### Dataset extract
↓↓↓

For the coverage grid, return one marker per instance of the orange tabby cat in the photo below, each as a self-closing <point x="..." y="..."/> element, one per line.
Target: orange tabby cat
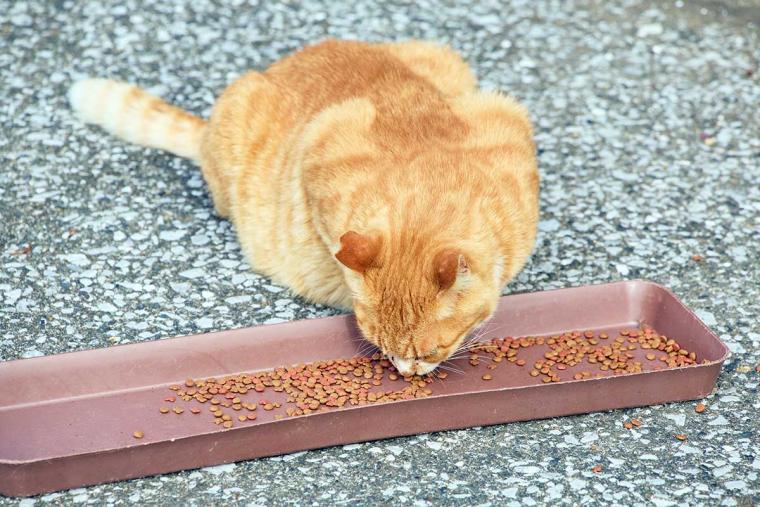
<point x="371" y="176"/>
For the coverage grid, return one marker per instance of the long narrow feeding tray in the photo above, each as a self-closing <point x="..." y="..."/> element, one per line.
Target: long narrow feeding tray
<point x="129" y="411"/>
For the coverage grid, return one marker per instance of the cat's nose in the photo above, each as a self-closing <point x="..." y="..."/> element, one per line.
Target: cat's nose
<point x="405" y="367"/>
<point x="408" y="367"/>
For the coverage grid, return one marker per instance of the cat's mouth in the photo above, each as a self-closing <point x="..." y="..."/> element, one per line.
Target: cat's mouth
<point x="408" y="367"/>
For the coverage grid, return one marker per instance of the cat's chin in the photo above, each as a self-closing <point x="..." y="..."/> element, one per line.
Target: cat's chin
<point x="412" y="367"/>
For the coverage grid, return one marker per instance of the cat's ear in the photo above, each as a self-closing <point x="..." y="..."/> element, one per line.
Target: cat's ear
<point x="358" y="251"/>
<point x="450" y="264"/>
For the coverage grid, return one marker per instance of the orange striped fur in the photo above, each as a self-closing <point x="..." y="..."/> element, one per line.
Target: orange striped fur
<point x="366" y="176"/>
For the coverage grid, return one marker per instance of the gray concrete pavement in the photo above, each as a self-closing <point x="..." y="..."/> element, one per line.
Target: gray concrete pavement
<point x="649" y="136"/>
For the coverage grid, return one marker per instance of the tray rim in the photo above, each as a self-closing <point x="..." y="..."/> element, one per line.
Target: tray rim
<point x="716" y="362"/>
<point x="348" y="316"/>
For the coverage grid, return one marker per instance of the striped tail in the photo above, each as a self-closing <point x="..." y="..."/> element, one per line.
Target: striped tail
<point x="137" y="116"/>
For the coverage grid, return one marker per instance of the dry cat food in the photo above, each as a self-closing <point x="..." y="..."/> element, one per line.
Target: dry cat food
<point x="594" y="352"/>
<point x="324" y="385"/>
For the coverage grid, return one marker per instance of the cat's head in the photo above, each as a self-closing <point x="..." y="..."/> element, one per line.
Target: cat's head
<point x="417" y="307"/>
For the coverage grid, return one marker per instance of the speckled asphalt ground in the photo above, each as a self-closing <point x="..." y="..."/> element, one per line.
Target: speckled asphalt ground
<point x="649" y="136"/>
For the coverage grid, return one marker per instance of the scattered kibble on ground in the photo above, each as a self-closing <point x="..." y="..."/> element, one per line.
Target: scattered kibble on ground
<point x="325" y="385"/>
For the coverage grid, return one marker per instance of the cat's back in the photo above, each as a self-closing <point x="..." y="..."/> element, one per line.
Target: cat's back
<point x="335" y="70"/>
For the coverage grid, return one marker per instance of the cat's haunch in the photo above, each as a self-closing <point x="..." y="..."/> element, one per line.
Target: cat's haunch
<point x="368" y="176"/>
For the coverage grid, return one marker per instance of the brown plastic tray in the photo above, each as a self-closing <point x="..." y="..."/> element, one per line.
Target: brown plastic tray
<point x="67" y="420"/>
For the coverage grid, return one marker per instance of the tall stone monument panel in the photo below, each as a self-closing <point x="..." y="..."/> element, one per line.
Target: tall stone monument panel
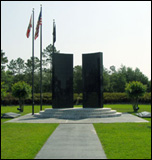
<point x="92" y="70"/>
<point x="62" y="91"/>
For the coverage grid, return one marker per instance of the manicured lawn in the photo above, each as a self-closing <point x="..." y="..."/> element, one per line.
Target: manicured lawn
<point x="22" y="140"/>
<point x="125" y="140"/>
<point x="120" y="140"/>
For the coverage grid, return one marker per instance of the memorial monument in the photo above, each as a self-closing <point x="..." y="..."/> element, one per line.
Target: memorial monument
<point x="62" y="81"/>
<point x="92" y="71"/>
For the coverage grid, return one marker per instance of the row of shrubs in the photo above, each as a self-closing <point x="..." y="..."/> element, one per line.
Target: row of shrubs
<point x="109" y="98"/>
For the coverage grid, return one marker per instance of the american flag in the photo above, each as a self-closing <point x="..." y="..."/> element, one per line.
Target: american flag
<point x="39" y="22"/>
<point x="29" y="28"/>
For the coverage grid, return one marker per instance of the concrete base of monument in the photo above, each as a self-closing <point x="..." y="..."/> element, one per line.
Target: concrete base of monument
<point x="79" y="113"/>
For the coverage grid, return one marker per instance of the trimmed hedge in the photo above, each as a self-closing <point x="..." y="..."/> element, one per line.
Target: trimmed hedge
<point x="109" y="98"/>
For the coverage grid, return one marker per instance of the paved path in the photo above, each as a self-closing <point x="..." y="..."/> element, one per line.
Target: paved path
<point x="125" y="117"/>
<point x="72" y="141"/>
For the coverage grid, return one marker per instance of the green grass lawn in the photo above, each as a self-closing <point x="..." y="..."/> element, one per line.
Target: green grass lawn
<point x="120" y="140"/>
<point x="125" y="140"/>
<point x="22" y="140"/>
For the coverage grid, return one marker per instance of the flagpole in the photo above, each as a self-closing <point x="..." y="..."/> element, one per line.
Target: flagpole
<point x="41" y="64"/>
<point x="33" y="65"/>
<point x="53" y="66"/>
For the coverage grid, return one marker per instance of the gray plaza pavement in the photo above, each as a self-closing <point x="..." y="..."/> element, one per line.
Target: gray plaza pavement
<point x="29" y="118"/>
<point x="74" y="138"/>
<point x="72" y="141"/>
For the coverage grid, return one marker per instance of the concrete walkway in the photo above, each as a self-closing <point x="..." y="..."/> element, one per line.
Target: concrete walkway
<point x="72" y="141"/>
<point x="125" y="117"/>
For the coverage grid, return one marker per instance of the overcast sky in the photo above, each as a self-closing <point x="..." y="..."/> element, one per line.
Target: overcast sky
<point x="121" y="30"/>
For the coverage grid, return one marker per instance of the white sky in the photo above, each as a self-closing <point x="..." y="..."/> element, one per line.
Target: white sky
<point x="121" y="30"/>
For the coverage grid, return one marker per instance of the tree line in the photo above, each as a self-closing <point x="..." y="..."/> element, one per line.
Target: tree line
<point x="20" y="70"/>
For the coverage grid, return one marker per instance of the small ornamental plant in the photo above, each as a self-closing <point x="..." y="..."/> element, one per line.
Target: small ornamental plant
<point x="135" y="90"/>
<point x="21" y="90"/>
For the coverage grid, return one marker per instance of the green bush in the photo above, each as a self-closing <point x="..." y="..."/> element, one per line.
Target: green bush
<point x="134" y="91"/>
<point x="21" y="90"/>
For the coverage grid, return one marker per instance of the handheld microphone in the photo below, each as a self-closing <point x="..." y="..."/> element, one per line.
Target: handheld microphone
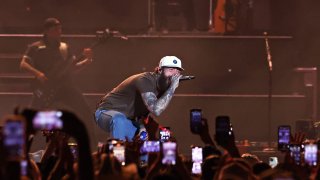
<point x="183" y="78"/>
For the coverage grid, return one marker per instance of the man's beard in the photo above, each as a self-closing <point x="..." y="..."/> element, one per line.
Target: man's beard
<point x="163" y="83"/>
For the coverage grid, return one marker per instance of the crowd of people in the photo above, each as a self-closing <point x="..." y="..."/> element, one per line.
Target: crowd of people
<point x="138" y="146"/>
<point x="68" y="156"/>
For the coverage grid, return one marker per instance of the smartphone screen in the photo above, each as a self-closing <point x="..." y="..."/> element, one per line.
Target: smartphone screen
<point x="195" y="120"/>
<point x="310" y="154"/>
<point x="110" y="145"/>
<point x="169" y="153"/>
<point x="283" y="138"/>
<point x="295" y="152"/>
<point x="74" y="150"/>
<point x="196" y="153"/>
<point x="150" y="147"/>
<point x="119" y="153"/>
<point x="47" y="120"/>
<point x="223" y="129"/>
<point x="14" y="139"/>
<point x="273" y="161"/>
<point x="164" y="133"/>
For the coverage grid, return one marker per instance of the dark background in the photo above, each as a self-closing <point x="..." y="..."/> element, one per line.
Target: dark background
<point x="231" y="70"/>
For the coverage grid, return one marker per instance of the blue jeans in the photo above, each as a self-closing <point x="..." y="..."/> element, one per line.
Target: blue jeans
<point x="116" y="123"/>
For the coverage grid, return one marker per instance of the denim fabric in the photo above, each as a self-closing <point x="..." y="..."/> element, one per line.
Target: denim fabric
<point x="116" y="124"/>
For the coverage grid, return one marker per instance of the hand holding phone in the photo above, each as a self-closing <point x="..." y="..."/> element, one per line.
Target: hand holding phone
<point x="295" y="152"/>
<point x="14" y="138"/>
<point x="195" y="121"/>
<point x="169" y="153"/>
<point x="164" y="133"/>
<point x="196" y="153"/>
<point x="150" y="147"/>
<point x="310" y="154"/>
<point x="119" y="153"/>
<point x="47" y="120"/>
<point x="284" y="132"/>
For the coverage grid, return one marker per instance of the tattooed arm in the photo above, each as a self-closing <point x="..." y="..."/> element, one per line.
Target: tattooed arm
<point x="157" y="106"/>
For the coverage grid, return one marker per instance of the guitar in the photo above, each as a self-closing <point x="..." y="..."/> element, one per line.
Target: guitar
<point x="45" y="93"/>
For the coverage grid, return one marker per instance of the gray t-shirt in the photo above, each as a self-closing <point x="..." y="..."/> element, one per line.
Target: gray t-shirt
<point x="126" y="97"/>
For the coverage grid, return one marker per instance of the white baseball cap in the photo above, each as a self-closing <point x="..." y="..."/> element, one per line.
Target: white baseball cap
<point x="170" y="61"/>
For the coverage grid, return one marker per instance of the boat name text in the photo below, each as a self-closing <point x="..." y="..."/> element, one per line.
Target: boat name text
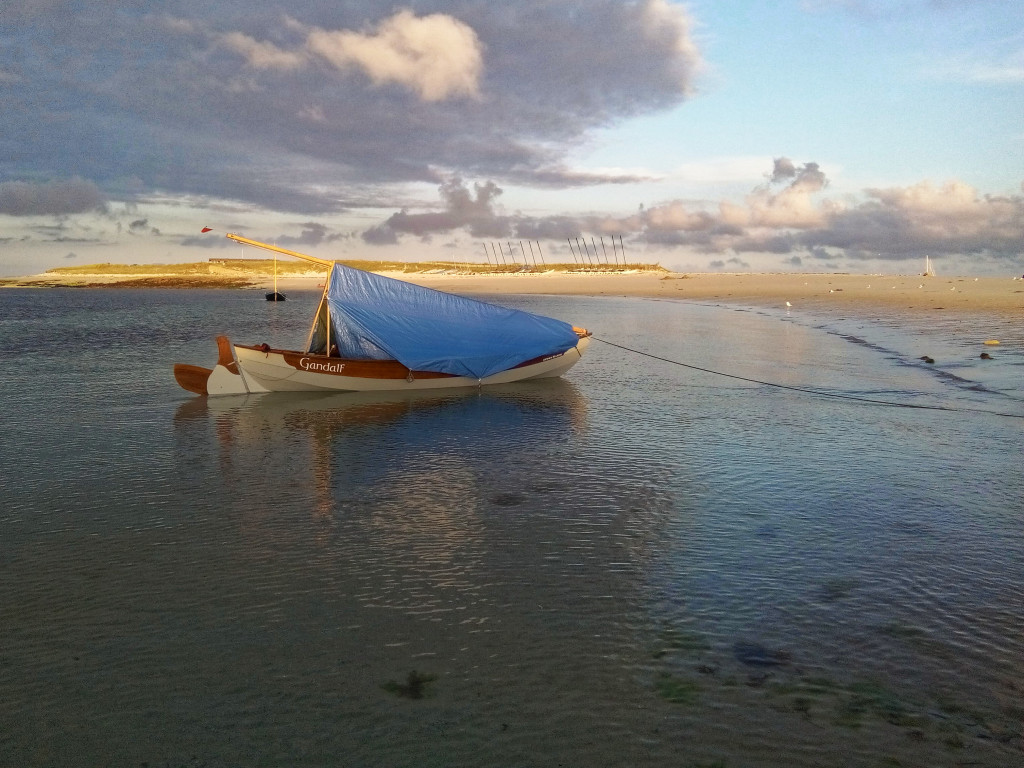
<point x="324" y="368"/>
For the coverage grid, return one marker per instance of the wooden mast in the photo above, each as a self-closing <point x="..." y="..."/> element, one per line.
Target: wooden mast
<point x="296" y="254"/>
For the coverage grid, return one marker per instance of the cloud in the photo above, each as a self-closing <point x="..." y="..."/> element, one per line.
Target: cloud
<point x="49" y="198"/>
<point x="436" y="56"/>
<point x="461" y="209"/>
<point x="313" y="112"/>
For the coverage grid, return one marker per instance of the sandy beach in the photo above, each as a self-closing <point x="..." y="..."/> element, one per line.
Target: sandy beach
<point x="817" y="291"/>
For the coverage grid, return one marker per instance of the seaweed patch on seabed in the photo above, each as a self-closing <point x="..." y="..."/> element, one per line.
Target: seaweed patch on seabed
<point x="688" y="668"/>
<point x="414" y="687"/>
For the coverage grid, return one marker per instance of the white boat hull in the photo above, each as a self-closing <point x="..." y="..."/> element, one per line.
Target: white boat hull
<point x="241" y="370"/>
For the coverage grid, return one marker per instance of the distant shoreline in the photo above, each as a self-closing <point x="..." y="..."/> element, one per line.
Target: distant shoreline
<point x="809" y="291"/>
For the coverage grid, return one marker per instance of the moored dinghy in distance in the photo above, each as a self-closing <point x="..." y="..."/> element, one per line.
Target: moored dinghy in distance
<point x="373" y="333"/>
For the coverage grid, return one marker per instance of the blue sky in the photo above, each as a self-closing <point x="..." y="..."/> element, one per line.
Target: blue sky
<point x="814" y="135"/>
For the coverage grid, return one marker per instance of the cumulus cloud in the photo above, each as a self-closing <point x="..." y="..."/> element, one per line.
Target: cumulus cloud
<point x="49" y="198"/>
<point x="788" y="215"/>
<point x="462" y="208"/>
<point x="436" y="56"/>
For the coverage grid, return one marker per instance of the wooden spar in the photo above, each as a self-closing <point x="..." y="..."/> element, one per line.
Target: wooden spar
<point x="296" y="254"/>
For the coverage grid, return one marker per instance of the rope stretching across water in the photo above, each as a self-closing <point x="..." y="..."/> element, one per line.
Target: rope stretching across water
<point x="806" y="390"/>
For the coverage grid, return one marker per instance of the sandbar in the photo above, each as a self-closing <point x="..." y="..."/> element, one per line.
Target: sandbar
<point x="819" y="292"/>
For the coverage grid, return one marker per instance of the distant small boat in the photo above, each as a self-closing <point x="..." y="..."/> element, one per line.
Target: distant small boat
<point x="373" y="333"/>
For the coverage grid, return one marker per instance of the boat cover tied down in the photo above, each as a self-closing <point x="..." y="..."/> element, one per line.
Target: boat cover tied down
<point x="378" y="317"/>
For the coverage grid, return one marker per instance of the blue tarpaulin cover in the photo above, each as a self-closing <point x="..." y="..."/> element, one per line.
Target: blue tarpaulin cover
<point x="378" y="317"/>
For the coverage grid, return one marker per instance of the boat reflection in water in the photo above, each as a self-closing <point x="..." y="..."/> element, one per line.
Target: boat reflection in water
<point x="428" y="456"/>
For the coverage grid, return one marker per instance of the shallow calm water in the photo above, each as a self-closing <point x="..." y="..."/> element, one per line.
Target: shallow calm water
<point x="638" y="564"/>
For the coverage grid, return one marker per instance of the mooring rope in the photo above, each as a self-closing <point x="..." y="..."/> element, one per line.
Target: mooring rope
<point x="807" y="390"/>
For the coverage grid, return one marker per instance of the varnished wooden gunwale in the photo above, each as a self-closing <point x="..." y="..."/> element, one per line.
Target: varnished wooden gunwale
<point x="386" y="370"/>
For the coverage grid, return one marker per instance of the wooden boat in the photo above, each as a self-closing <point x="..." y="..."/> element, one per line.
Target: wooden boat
<point x="373" y="333"/>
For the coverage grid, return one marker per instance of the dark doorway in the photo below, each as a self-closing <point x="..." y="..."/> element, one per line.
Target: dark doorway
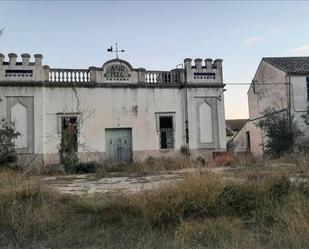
<point x="166" y="133"/>
<point x="69" y="134"/>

↑↑↑

### Task goal
From the material above, set down exactly the lines starting at the one with "Target: striped tail" and ending at the one with "of the speckled", end lines included.

### Your response
Target: striped tail
<point x="137" y="116"/>
For the coverage grid, return one marker per instance of the dry cat food in the photo above, each as a self-closing <point x="..." y="..."/> element, one per line.
Target: dry cat food
<point x="594" y="352"/>
<point x="324" y="385"/>
For the coverage grid, return one marker per instance of the cat's head in the photo above, each as a self-closing <point x="..." y="..."/> element, one per line.
Target: cat's head
<point x="417" y="307"/>
For the coverage grid, return one marker per instance of the speckled asphalt ground in the photo above, each as a self-closing <point x="..." y="..."/> element, one per line.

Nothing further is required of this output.